**Work to complete:** Can you copy every one of the rows below word for word, leaving the pictures out?
--- START Input ---
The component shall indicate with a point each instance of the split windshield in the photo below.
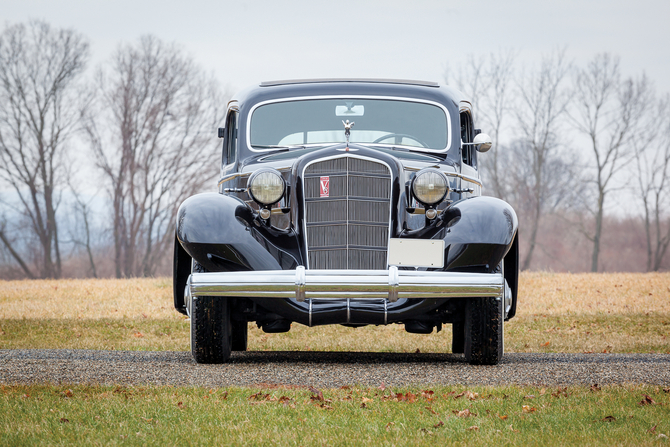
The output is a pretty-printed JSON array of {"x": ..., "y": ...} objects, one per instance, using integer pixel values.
[{"x": 377, "y": 121}]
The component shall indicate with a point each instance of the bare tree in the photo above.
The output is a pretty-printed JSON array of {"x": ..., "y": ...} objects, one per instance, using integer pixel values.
[
  {"x": 652, "y": 158},
  {"x": 153, "y": 137},
  {"x": 543, "y": 99},
  {"x": 606, "y": 110},
  {"x": 39, "y": 69}
]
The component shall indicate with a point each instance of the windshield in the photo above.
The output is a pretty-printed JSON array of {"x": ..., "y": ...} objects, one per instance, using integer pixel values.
[{"x": 377, "y": 121}]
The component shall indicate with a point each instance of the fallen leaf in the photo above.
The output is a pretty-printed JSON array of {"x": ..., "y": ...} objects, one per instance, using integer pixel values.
[
  {"x": 317, "y": 394},
  {"x": 428, "y": 394},
  {"x": 647, "y": 401},
  {"x": 464, "y": 413},
  {"x": 471, "y": 396}
]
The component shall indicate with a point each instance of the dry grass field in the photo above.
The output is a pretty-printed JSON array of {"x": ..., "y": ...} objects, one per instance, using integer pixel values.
[{"x": 627, "y": 312}]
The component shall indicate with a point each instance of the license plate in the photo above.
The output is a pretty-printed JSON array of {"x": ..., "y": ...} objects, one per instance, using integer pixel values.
[{"x": 416, "y": 253}]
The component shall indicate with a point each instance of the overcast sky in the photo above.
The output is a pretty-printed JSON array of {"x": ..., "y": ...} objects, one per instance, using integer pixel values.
[{"x": 245, "y": 42}]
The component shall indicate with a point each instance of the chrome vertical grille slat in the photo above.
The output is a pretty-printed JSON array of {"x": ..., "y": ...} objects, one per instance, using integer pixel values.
[{"x": 348, "y": 229}]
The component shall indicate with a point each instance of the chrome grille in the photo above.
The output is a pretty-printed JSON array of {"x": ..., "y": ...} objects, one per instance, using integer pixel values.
[{"x": 349, "y": 229}]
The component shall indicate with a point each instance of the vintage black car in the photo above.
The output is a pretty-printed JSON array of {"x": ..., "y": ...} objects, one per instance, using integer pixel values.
[{"x": 352, "y": 202}]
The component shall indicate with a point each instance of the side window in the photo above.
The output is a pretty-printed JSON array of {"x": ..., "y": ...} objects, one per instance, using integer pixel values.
[
  {"x": 467, "y": 135},
  {"x": 230, "y": 142}
]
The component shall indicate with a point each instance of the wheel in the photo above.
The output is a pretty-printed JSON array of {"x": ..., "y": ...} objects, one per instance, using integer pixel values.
[
  {"x": 240, "y": 335},
  {"x": 398, "y": 138},
  {"x": 239, "y": 329},
  {"x": 458, "y": 337},
  {"x": 211, "y": 329},
  {"x": 483, "y": 331}
]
--- END Input ---
**Task output:**
The component shall indicate with a point each instance of the split windshield in the photo below.
The output is a pretty-printed JSON array of {"x": ..., "y": ...} objects, one per instance, using integer pixel values.
[{"x": 377, "y": 121}]
The component shall indicate with a point each instance of the bare tree in the photo above.
The output is a pretty-printed JSON array of {"x": ..., "y": ...} objects, one per instance, using integer pixel values.
[
  {"x": 652, "y": 158},
  {"x": 153, "y": 137},
  {"x": 543, "y": 99},
  {"x": 606, "y": 110},
  {"x": 39, "y": 69}
]
The component shall indicate with a point each instance of the windshield in the photo above.
The output is a pretty-printed JSON array of {"x": ..., "y": ...} objects, one per instance, using integer pixel values.
[{"x": 377, "y": 121}]
The component shall indicate with a point each instance of the fallen leaf in the photo above.
The output is a pretty-printed JSON array of {"x": ..., "y": ...} objects, one per instance, using integer pixel values.
[
  {"x": 317, "y": 394},
  {"x": 428, "y": 394},
  {"x": 647, "y": 401},
  {"x": 464, "y": 413},
  {"x": 471, "y": 396}
]
The component shall indicate with a point each instance of the dry grass field in the photo above.
The output is a pretty-printed JSON array of {"x": ..., "y": ...} objects, one per instance, using integer pixel values.
[{"x": 627, "y": 312}]
The component shall indicate with a point each instance of the license plate in the photo above.
The output is a pretty-printed JSON array of {"x": ..., "y": ...} objects, one per instance, using integer pixel values.
[{"x": 416, "y": 253}]
The component shall indicate with a point each instance of the overcast sky in the photo above.
The output is a pretty-printed JSON array of {"x": ..., "y": ...} objects, one per instance, using integer pixel values.
[{"x": 245, "y": 42}]
The component shall indicate with a point each instance of the chrome vertical grille slat in the photo above.
The output is a pretty-printed JSON array of {"x": ..., "y": ...} objects, one per instance, using integer pixel values.
[{"x": 348, "y": 229}]
The component shall indicate with a point each instance of the chrome grille in the photo above.
The output is a pretty-printed JSON array of {"x": ..., "y": ...} objects, one per instance, using integer pixel values.
[{"x": 349, "y": 229}]
The component shall indicate with a point each instance of the vintage black car in the photo above.
The output is a pretty-printed JSON array of {"x": ..., "y": ...} objects, one per instance, using integer pixel values.
[{"x": 352, "y": 202}]
The component shall indicate with a point each instance of the side window in the photo above.
The output is a pretty-printed JSON array of {"x": ..., "y": ...} objects, one per instance, using integer pixel values.
[
  {"x": 467, "y": 135},
  {"x": 230, "y": 142}
]
The component shall indicate with a point each instance of the wheel in the photo above.
The output is a pretty-printed JSON array of {"x": ..., "y": ...} objects, one per instance, using integer pixel values.
[
  {"x": 240, "y": 335},
  {"x": 398, "y": 138},
  {"x": 239, "y": 329},
  {"x": 458, "y": 337},
  {"x": 211, "y": 329},
  {"x": 483, "y": 331}
]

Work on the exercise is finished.